**DOCUMENT TEXT:**
Earlier this year, CGH activated the Measles Incident Management System (MIMS) to accelerate the ability to provide outbreak response and risk mitigation support to countries and global immunization partners. Although COVID-19 has negatively impacted CDC’s ability to deploy to priority countries for boots-on-the-ground response, the agency has found innovative ways to continue to provide remote assistance. Among these efforts are the development of comprehensive “measles immunity profiles” and in-depth risk assessments intended to help priority countries and partners determine areas at risk and guide immunization planning.

**TASK TO COMPLETE:** In the measles response text, what are the measles immunity profiles and risk assessments intended to help priority countries and partners do?

**ENTRIES SUPPLIED:**

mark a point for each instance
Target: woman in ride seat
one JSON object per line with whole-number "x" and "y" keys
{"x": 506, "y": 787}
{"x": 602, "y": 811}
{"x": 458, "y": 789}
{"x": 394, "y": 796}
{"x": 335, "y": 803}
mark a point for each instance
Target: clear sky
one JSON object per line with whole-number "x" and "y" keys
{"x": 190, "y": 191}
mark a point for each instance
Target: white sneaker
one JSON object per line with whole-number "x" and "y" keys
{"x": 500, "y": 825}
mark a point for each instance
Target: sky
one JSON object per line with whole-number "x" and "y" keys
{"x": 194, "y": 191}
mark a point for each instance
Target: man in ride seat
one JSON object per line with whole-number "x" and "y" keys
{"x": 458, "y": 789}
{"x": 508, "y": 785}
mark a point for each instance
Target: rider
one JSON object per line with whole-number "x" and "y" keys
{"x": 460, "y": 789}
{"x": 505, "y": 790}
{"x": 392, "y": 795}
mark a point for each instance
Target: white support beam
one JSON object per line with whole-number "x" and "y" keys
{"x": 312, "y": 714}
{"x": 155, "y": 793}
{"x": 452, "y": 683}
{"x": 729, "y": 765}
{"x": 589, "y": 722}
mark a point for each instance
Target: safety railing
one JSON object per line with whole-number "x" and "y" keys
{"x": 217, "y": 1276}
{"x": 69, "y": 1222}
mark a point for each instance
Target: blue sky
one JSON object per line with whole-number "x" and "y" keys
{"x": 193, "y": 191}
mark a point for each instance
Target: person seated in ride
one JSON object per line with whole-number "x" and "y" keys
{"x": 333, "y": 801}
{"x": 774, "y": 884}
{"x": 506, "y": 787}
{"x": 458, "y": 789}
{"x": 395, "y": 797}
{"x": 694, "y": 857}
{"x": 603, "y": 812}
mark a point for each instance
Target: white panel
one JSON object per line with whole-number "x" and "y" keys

**EXERCISE RESULT:** They are intended to help priority countries and partners determine areas at risk and guide immunization planning.